Text shown |
● ● ● ● ●
Seeing is Believing for Wilmer Biomedical Engineer

Ji Yi, associate professor of ophthalmology at Wilmer Eye Institute
Ji Yi, Ph.D., a biomedical engineer at the Wilmer Eye Institute, Johns Hopkins Medicine, likes to make things work. Engineering as a field appeals to him because engineers turn theory into reality. “There are so many uncertainties in life, but in engineering, things that were predicted to happen actually happen,” says Yi. As an example, he points to Einstein’s prediction of the existence of black holes in 1915. It was only a theory, though, until 2019, when the Event Horizon Telescope finally captured the image of one and made it real for the world — an accomplishment that took hundreds of people to implement, including many engineers. “When you put things together and they actually work as predicted — it’s very satisfying,” says Yi.
He knows this firsthand. Yi’s specialty is imaging. As a postdoc, he created a device called visible light optical coherence tomography using a new laser technology. “The device uses a laser technology that was not available until about 10 years ago,” says Yi. “And then, once that light source became available, we came up with a new engineering approach to implement the physics into a real device that is applicable in clinics.”
Optical coherence tomography, or OCT, is revolutionizing ophthalmology by imaging the eye, including the retina, in 3D. Visible light OCT has several advantages over conventional OCT, one of which is being able to image the cells of the retina in exquisite detail. To explain visible light OCT, Yi cites his work imaging photoreceptors in the retina.
A photoreceptor is a long cell with a top half and bottom half, the latter of which converts light into the electrical signal the brain interprets. In the bottom half, structures will appear in light or dark bands. In a conventional OCT image, the multiple bands blur together, and not much can be interpreted from them. But with Yi’s device, the bands appear as three, four or five distinct bands that correspond to important physiological functions in vision.
Being able to visualize photoreceptors in greater detail means being able to see when their structures begin to change — even before a patient has vision loss. Changes in these bands indicate that the photoreceptors are being altered in a fundamental way, which could indicate photoreceptor death, a precursor for vision loss in multiple eye diseases, including age-related macular degeneration, retinitis pigmentosa and other inherited retinal dystrophies. Catching changes early also means having the option to intervene with treatments earlier.
Yi’s imaging devices aid not just clinicians, however. Basic science researchers use them as well to visualize and quantify fundamental biological processes. An exciting endeavor multiple Wilmer researchers are involved in is attempting to regenerate the optic nerve. Different research teams are using various model systems — including organoids, or retinas created in a lab dish, and animal models — to study the complicated processes involved in regeneration. A key piece of the puzzle is measuring if, and when, cells are communicating with each other.
● ● ● ● ●
Work to complete | Copy the part of the engineer profile from "He knows this" to "in the retina." word for word. The listing that comes next has no connection to the profile of the biomedical engineer.
● ● ● ● ●
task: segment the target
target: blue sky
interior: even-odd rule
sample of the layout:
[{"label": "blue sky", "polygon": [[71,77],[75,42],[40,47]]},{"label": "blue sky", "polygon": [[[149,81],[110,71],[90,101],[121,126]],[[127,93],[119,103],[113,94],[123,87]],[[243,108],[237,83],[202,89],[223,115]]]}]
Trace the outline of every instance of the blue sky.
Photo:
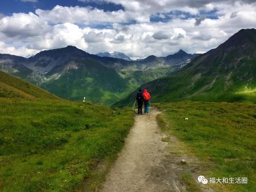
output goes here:
[{"label": "blue sky", "polygon": [[39,0],[37,2],[24,2],[19,0],[1,0],[0,2],[0,12],[6,16],[11,15],[13,13],[28,12],[34,13],[36,9],[51,10],[56,5],[64,6],[86,7],[91,6],[106,11],[116,11],[124,9],[120,4],[103,2],[100,3],[92,2],[81,2],[78,0]]},{"label": "blue sky", "polygon": [[133,58],[204,52],[255,28],[256,0],[0,0],[0,53],[76,46]]}]

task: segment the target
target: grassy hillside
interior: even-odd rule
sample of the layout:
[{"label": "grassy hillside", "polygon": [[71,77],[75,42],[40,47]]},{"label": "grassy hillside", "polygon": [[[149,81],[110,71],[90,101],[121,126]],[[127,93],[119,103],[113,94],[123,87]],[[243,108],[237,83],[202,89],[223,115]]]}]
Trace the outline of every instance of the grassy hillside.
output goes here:
[{"label": "grassy hillside", "polygon": [[3,192],[94,191],[108,167],[94,172],[114,159],[133,122],[130,110],[88,103],[0,98],[0,106]]},{"label": "grassy hillside", "polygon": [[187,101],[157,105],[164,112],[158,117],[164,130],[178,136],[186,152],[207,168],[195,176],[207,176],[208,181],[247,177],[247,184],[208,185],[217,192],[256,191],[256,105]]},{"label": "grassy hillside", "polygon": [[0,191],[98,188],[123,145],[134,113],[61,100],[0,75]]},{"label": "grassy hillside", "polygon": [[[242,30],[174,76],[143,84],[152,102],[184,100],[256,103],[256,30]],[[137,91],[113,106],[123,107]]]},{"label": "grassy hillside", "polygon": [[0,98],[58,99],[45,90],[0,71]]},{"label": "grassy hillside", "polygon": [[145,71],[118,72],[95,61],[73,58],[46,75],[48,80],[41,87],[71,100],[86,100],[110,105],[126,97],[141,84],[172,75],[174,68],[161,67]]}]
● ● ● ● ●
Exercise output |
He knows this firsthand. Yi’s specialty is imaging. As a postdoc, he created a device called visible light optical coherence tomography using a new laser technology. “The device uses a laser technology that was not available until about 10 years ago,” says Yi. “And then, once that light source became available, we came up with a new engineering approach to implement the physics into a real device that is applicable in clinics.”
Optical coherence tomography, or OCT, is revolutionizing ophthalmology by imaging the eye, including the retina, in 3D. Visible light OCT has several advantages over conventional OCT, one of which is being able to image the cells of the retina in exquisite detail. To explain visible light OCT, Yi cites his work imaging photoreceptors in the retina.